Excerpt from a dataset:
* START *

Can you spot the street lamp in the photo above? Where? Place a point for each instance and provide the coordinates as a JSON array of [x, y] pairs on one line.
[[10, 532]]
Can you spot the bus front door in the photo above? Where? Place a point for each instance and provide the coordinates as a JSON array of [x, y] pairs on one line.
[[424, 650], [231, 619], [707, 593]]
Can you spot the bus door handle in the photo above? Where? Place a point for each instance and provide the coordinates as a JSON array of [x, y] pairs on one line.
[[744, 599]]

* END *
* START *

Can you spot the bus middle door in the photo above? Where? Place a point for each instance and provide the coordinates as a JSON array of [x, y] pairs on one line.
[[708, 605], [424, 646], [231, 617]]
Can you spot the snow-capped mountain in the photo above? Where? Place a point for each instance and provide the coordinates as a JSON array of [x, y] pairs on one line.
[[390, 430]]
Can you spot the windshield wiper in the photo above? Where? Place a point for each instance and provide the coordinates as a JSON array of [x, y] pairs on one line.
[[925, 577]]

* END *

Copy the entries starting at the line containing "Can you spot the bus door" and ending at the line containing "[[744, 599]]", switching "handle" to "latch" and leaving everything else unchanged.

§ **Output for this task**:
Can you spot the bus door latch in the photo above? Where? Place a point for each instance and provide the coordinates as a JSON array of [x, y] pairs on one line.
[[744, 599]]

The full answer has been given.